## TEXT SHOWN
'''

For what it’s worth, our basic theoretical models suggest that reinforcer substitutes are pretty common. For instance, the generalized matching law seems to hold up pretty well when concurrent schedules involve qualitatively different types of reinforcement. But the relevant studies tend to involve nonhumans, and I’m not aware of many human experiments that simultaneously vary the type, frequency, duration, and quality of reinforcement, as the minimal-versus-maximal social interaction question seems to imply.
I asked Peter Killeen, master of quantitative models of behavior and author of an early study suggesting the matching law applies to social behavior, about whether the collective value of many small, low quality social reinforcers could match or even exceed that of fewer, high quality social reinforcers. Peter pointed out that discounting theory speaks to this — in other words, minimal and maximal social interactions also differ in terms of delay to and probability of occurrence. Peter concluded that, “If you just think in terms of decreasing marginal utility, you have to be right. Many little reinforcers should add up to more utility than the same time in one big one. (But then, what does math know of love?)” For the stout of heart, I strongly recommend Peter’s excellent review article, “Discounting and the portfolio of desires,” for the basis of his reasoning.

'''

## WORK INSTRUCTION
Translate this sentence from the passage on social reinforcers into Spanish: "For what it’s worth, our basic theoretical models suggest that reinforcer substitutes are pretty common." The records are separate material, apart from the passage on social reinforcers.

## PROVIDED INFORMATION

'''

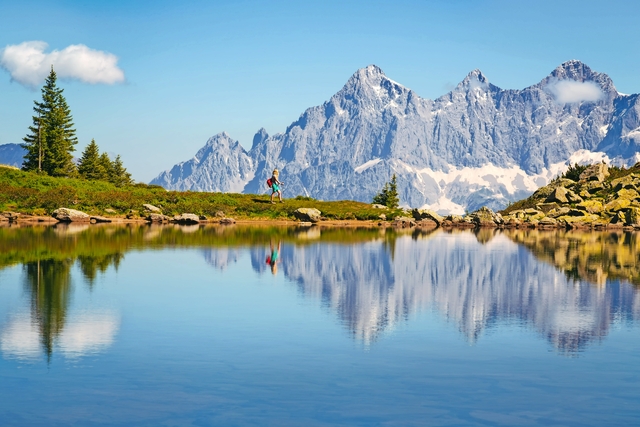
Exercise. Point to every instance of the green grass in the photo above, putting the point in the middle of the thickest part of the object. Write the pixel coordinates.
(32, 193)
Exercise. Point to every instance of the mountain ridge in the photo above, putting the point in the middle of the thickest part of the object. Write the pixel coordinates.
(476, 145)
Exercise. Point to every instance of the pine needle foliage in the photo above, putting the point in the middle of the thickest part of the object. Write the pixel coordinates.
(52, 136)
(389, 194)
(90, 165)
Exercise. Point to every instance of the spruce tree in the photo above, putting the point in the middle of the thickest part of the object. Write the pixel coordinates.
(106, 166)
(51, 138)
(120, 177)
(389, 194)
(90, 165)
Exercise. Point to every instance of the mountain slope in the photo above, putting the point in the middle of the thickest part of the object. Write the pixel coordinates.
(477, 145)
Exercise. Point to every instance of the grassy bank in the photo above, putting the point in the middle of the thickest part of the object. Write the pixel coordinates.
(35, 194)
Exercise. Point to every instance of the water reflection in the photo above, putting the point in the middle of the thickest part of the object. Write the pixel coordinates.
(569, 287)
(474, 280)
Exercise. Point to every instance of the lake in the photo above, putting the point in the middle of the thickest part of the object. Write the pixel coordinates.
(289, 326)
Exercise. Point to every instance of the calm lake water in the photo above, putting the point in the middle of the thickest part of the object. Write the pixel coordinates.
(265, 326)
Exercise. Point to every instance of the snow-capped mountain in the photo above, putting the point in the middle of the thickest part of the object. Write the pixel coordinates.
(477, 145)
(12, 155)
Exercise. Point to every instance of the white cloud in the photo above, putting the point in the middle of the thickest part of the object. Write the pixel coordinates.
(28, 64)
(570, 91)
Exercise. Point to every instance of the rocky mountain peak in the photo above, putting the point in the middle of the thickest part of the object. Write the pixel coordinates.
(259, 137)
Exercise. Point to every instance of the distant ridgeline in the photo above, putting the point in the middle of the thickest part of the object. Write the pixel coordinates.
(477, 145)
(12, 155)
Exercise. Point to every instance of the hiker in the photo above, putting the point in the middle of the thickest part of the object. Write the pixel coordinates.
(275, 186)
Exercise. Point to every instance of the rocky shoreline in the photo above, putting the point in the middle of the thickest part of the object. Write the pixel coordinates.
(596, 200)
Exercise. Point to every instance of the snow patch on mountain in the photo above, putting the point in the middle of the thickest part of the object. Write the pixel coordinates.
(476, 145)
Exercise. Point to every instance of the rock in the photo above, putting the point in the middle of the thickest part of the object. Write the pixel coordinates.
(630, 182)
(97, 219)
(155, 217)
(591, 206)
(403, 221)
(186, 218)
(558, 212)
(562, 195)
(70, 215)
(455, 219)
(633, 216)
(546, 207)
(427, 223)
(150, 208)
(628, 194)
(547, 222)
(576, 212)
(596, 172)
(307, 214)
(419, 214)
(558, 195)
(617, 205)
(485, 217)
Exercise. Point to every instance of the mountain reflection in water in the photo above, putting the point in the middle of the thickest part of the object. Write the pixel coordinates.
(474, 280)
(570, 287)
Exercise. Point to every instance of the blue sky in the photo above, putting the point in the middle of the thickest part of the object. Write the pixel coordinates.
(193, 69)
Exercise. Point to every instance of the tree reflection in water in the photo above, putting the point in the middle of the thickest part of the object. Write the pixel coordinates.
(570, 287)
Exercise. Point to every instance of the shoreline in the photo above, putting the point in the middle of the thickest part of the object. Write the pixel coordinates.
(25, 220)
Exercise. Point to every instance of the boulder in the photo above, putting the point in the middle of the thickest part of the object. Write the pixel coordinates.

'''

## EXPECTED OUTPUT
Por si sirve de algo, nuestros modelos teóricos básicos sugieren que los sustitutos de reforzadores son bastante comunes.